● **EXERCISE DESCRIPTION**: Set down, word for word, every line from the one containing "I would be grateful if you could indicate the american" through the end of the entries below, including both of those lines.

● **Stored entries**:
::::
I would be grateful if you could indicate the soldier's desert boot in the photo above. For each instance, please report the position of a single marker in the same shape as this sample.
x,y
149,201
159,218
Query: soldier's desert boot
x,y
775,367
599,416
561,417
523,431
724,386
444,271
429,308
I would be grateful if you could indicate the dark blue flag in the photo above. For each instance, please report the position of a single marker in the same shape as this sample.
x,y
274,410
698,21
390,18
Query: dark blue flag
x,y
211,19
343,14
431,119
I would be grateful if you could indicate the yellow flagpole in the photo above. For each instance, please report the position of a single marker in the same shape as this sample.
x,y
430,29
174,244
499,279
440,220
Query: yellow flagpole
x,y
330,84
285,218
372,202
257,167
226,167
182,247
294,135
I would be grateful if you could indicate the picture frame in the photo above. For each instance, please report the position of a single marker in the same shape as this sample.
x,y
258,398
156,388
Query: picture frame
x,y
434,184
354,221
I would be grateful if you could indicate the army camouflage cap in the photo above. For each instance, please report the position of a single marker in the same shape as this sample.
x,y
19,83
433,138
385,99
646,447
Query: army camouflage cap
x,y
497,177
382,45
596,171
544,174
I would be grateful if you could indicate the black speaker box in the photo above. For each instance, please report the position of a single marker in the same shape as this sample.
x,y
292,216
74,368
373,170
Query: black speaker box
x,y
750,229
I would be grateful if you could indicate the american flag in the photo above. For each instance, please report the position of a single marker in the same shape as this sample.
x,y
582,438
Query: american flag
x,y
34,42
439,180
::::
● **OUTPUT OF THE EXERCISE**:
I would be grateful if you could indicate the american flag in the photo above. For each instance, please report the position of a single marker in the same shape as this sample.
x,y
582,438
Query: american flag
x,y
34,42
439,180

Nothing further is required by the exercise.